▸ Direction
Reproduce the listing below, substituting "enclosing rectangle" for every occurrence of "bounding box" and leaving all other text unchanged.

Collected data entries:

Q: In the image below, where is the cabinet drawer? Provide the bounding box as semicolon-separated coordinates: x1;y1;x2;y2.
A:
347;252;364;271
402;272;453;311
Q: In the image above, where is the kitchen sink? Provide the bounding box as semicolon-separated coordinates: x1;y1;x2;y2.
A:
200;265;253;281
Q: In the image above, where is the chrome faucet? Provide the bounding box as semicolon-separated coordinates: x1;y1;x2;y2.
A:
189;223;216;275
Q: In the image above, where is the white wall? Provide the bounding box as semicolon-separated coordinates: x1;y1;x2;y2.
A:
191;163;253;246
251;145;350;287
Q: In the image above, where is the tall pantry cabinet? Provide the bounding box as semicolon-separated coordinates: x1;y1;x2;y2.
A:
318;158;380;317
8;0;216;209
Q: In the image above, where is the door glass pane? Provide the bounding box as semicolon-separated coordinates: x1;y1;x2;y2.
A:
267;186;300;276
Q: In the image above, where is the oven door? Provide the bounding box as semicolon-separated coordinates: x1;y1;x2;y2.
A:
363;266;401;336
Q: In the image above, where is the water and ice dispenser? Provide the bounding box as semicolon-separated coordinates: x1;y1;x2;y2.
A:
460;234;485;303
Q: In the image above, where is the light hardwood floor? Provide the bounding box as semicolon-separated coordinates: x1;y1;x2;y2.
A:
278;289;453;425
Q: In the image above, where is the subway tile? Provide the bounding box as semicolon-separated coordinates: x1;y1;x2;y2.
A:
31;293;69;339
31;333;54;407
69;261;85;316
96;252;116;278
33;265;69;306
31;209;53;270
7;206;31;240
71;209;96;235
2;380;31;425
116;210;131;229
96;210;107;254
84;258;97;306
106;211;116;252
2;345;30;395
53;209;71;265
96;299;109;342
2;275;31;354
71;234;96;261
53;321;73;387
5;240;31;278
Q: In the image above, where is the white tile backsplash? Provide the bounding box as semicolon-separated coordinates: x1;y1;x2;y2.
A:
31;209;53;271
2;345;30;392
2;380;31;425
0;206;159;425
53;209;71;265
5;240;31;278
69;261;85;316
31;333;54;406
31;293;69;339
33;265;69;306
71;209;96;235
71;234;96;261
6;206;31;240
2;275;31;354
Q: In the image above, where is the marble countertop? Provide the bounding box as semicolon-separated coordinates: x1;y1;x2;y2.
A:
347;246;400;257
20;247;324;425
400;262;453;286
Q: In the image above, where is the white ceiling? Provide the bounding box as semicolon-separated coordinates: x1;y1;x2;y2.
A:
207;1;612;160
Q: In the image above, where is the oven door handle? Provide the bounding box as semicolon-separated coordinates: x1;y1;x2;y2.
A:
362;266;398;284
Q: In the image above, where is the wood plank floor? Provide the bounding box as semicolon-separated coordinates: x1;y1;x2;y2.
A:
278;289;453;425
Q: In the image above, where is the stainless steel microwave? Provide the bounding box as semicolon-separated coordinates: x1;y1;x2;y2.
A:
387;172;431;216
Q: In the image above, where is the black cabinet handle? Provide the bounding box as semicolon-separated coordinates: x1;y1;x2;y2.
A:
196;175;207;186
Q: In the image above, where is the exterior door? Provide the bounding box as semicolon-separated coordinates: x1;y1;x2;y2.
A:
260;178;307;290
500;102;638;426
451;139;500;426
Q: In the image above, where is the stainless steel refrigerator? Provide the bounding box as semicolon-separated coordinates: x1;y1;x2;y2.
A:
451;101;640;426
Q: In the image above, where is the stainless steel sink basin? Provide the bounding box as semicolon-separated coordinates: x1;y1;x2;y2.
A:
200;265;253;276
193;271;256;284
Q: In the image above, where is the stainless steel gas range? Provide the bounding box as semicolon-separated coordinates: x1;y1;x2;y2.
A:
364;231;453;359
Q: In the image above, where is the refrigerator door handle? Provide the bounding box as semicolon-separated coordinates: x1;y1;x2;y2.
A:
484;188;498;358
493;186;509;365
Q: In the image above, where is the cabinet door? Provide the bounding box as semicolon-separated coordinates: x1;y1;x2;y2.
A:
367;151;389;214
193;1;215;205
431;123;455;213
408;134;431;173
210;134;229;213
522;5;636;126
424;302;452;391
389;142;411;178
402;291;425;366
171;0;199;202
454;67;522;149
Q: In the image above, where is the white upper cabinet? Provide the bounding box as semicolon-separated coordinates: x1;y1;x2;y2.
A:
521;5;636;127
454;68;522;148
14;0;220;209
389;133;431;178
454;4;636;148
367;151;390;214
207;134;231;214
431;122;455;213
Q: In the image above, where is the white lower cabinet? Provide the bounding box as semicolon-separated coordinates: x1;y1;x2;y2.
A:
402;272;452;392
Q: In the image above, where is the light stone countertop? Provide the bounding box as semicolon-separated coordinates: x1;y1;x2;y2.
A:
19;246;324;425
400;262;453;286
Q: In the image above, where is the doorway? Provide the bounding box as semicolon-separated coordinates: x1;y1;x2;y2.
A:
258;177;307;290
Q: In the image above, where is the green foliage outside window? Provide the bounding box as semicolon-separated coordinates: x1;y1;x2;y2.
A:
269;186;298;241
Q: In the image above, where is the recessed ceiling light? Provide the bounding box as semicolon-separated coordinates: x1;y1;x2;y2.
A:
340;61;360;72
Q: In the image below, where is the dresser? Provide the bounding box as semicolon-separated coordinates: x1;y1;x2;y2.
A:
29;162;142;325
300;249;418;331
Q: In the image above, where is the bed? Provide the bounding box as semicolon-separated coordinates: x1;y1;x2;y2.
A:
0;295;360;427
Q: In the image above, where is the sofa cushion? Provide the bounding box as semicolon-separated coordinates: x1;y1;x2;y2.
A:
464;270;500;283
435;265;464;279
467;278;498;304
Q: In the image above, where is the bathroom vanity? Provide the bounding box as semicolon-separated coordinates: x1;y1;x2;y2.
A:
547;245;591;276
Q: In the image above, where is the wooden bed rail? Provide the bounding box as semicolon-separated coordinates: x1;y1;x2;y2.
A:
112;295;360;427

▸ Solution for this task
Q: In the image below, where is the cabinet drawer? Provide the enclosing rectangle as semicolon-separated coordinates: x1;y1;x2;y2.
A:
347;252;364;271
402;272;453;311
Q: In the image above, where is the kitchen sink? Provide the enclosing rectangle as semicolon-separated coordinates: x1;y1;x2;y2.
A:
200;265;253;281
Q: In the image above, where is the chrome faucet? Provide the enclosing rectangle as semicolon-separated coordinates: x1;y1;x2;y2.
A:
189;223;216;275
Q: In the image above, where is the white wall? Provide the enclosing rectangle as semicolon-separated coordinates: x1;y1;x2;y2.
A:
191;163;253;246
251;145;350;287
Q: In the image above, where is the tall pantry cabinet? Provide the enclosing rectangle as semicolon-separated coordinates: x1;y1;x2;y2.
A:
318;158;380;317
8;0;216;209
Q: In the image above, where is the door glass pane? Provide the enclosing rectangle as semicolon-separated coordinates: x1;y1;x2;y2.
A:
267;186;300;276
Q: In the image above, where is the oven door? Provide the enclosing rectangle as semicolon-separated coordinates: x1;y1;x2;y2.
A:
363;266;401;336
Q: In the image above, where is the water and ice dispenser? Provide the enclosing rectangle as semicolon-separated coordinates: x1;y1;x2;y2.
A:
460;234;485;303
Q: In the image above, where is the light hardwood floor? Provide the enclosing rectangle as semicolon-separated coordinates: x1;y1;x2;y2.
A:
278;289;453;425
Q: In the image above, where is the subway tile? Provide the enclosing rectangle as semicolon-separated coordinates: x1;y1;x2;y2.
A:
31;293;69;339
31;333;54;407
69;261;85;316
96;252;116;278
33;265;69;306
31;209;53;270
7;206;31;240
71;209;96;235
2;380;31;425
116;210;131;229
96;210;107;254
84;258;97;306
106;211;116;252
2;345;30;395
53;209;71;265
96;299;109;342
2;275;31;354
71;234;96;261
53;321;73;387
5;240;31;278
Q: In the image above, where is the white tile backsplash? Provide the enclosing rectangle as semicolon-separated coordinates: x1;y1;x2;y2.
A:
31;209;53;271
2;345;30;392
2;380;31;425
0;206;159;425
53;209;71;265
5;240;31;278
69;261;85;316
31;333;54;406
31;293;69;339
33;265;69;306
71;209;96;235
71;234;96;261
6;206;31;240
2;275;31;354
Q: In the image above, where is the marble countertop? Provide the enclosing rectangle as semicolon-separated coordinates: x1;y1;x2;y2.
A:
347;246;400;257
20;247;324;425
400;262;453;286
Q: In the image above, where is the white ceiling? Provide the enclosing rectangle as semicolon-separated coordinates: x1;y1;x2;y2.
A:
207;1;612;160
Q: In the image above, where is the oven door handle? Provide the enclosing rectangle as semicolon-separated coordinates: x1;y1;x2;y2.
A:
362;266;398;284
Q: In the image above, where is the wood plank floor? Provide the enclosing rectangle as semicolon-separated coordinates: x1;y1;x2;y2.
A:
278;289;453;425
Q: In the image above, where is the stainless steel microwave? Provide the enclosing rectangle as semicolon-separated coordinates: x1;y1;x2;y2.
A:
387;172;431;216
Q: In the image above, where is the black cabinet handle? Provide the enclosing rectangle as semicolon-separated coordinates: x1;y1;x2;y2.
A:
196;175;207;186
Q: In the image above, where is the exterior door? Provide the enclosing rectangle as semicolon-separated coordinates: x1;y1;x2;y2.
A:
260;178;307;290
500;102;638;426
451;139;500;426
Q: In the image above, where is the stainless steel refrigerator? Provide the enclosing rectangle as semicolon-separated coordinates: x1;y1;x2;y2.
A:
451;101;640;426
Q: In the image above, where is the stainless steel sink basin? Provide the enclosing rectangle as semicolon-separated coordinates: x1;y1;x2;y2.
A:
200;265;253;276
193;271;256;284
Q: In the image above, where is the stainless steel gas range? Provide the enclosing rectangle as semicolon-separated coordinates: x1;y1;x2;y2.
A:
364;231;453;359
Q: In the image above, where is the refrigerator door handle? Provide the enclosing rectangle as semicolon-separated coordinates: x1;y1;x2;y2.
A:
484;188;498;358
493;186;509;365
Q: In the image above, where is the cabinet door? Provide the enclosing rectangle as semicolon-separated coordinates: x1;y1;x2;y2.
A:
367;151;389;214
193;1;215;205
431;123;455;213
408;134;431;173
210;134;229;213
522;5;636;126
424;302;452;391
389;142;411;178
402;291;425;366
171;0;199;202
454;67;522;149
Q: In the image above, where is the white upper cabinet? Provide the enclosing rectangle as semicolon-separated coordinates: x1;y1;x2;y2.
A:
521;5;636;127
454;68;522;148
14;0;220;209
389;133;431;178
454;4;636;148
367;151;390;214
207;134;231;214
431;122;455;213
Q: In the image above, where is the white lower cabinet? Provide the enclosing rectangle as semicolon-separated coordinates: x1;y1;x2;y2.
A:
402;272;452;392
Q: In the image above, where is the light stone countertop? Provide the enclosing rectangle as semicolon-separated coordinates: x1;y1;x2;y2.
A:
19;246;324;425
400;262;453;286
Q: In the image above, where is the doorway? Provide the enclosing rectangle as semicolon-separated coordinates: x1;y1;x2;y2.
A:
258;177;307;290
Q: In the image above, where is the green foliage outside window? Provide the enclosing rectangle as semicolon-separated coordinates: x1;y1;x2;y2.
A:
269;186;298;241
Q: In the image above, where is the recessed ceiling light? Provide the enclosing rectangle as semicolon-separated coordinates: x1;y1;x2;y2.
A:
340;61;360;72
Q: In the image below, where is the dresser? Provide the enclosing rectangle as semicolon-separated coordinates: x1;y1;x2;y2.
A:
29;162;142;325
300;249;418;331
Q: In the image above, where is the bed? Provide the enclosing rectangle as semicolon-separated coordinates: x1;y1;x2;y2.
A:
0;295;360;427
Q: In the image above, where is the sofa cushion? Provide the enclosing rectangle as semicolon-separated coordinates: x1;y1;x2;y2.
A:
464;270;500;283
435;265;464;279
467;278;498;304
Q: In the image above, where is the bathroom vanity? Provide the enclosing rectangle as semicolon-separated coordinates: x1;y1;x2;y2.
A:
547;245;591;276
Q: In the image above, where is the wooden bed rail? Provide the enclosing rectangle as semicolon-separated coordinates: x1;y1;x2;y2.
A:
112;295;360;427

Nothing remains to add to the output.